#### [Record set]
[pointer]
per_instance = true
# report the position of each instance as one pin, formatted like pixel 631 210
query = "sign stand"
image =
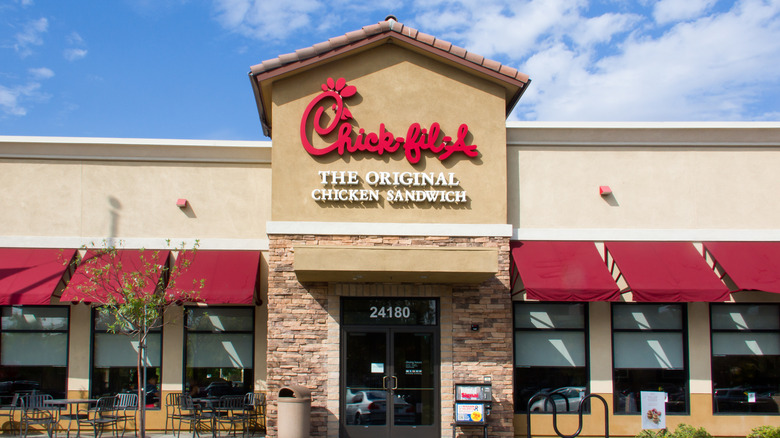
pixel 472 404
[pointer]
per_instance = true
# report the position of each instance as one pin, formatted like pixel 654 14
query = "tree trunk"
pixel 141 385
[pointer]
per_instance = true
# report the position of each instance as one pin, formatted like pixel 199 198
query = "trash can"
pixel 294 412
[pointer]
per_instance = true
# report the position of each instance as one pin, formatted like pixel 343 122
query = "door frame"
pixel 401 431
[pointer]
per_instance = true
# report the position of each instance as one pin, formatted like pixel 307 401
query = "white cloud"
pixel 75 39
pixel 41 73
pixel 666 11
pixel 74 54
pixel 267 20
pixel 31 35
pixel 706 69
pixel 10 98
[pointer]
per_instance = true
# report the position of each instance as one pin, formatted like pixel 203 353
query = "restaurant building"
pixel 398 238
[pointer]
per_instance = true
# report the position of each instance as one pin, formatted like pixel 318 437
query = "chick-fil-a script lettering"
pixel 417 139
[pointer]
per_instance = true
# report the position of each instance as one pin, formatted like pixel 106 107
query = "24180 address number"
pixel 390 312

#### [To do]
The entries above are to be returned exactly, without their pictures.

#### [Result below]
[pointer]
per_instance = true
# report the position of each instance as one pin, formatted like pixel 631 210
query = "sign stand"
image =
pixel 472 404
[pointer]
per_instance = true
# report the position of each instance as one pin, formatted like pixel 654 14
query = "tree trunk"
pixel 141 385
[pointer]
per_instance = true
# report the position of each instance as one pin, formatted like pixel 199 198
query = "trash can"
pixel 294 412
[pointer]
per_instance = true
# report the position of each instance as one pin, formatted like pixel 343 122
query = "door frame"
pixel 401 431
[pointer]
per_instance = true
# report the position of each instance as one pin, formatted like pixel 307 401
query = "white cloud"
pixel 75 39
pixel 41 73
pixel 666 11
pixel 74 54
pixel 267 20
pixel 31 35
pixel 706 69
pixel 10 98
[pointer]
per_instance = true
# report the position of each instance as one pin, formatted like pixel 203 353
query = "restaurant building"
pixel 398 238
[pointer]
per_instance = true
# report the position of each instance as one pin, formatted like pixel 318 437
query = "chick-fil-a script lettering"
pixel 417 139
[pointer]
per_instance = true
# report the position of each instance as one pin, formatted like pixel 106 107
query = "24180 address number"
pixel 390 312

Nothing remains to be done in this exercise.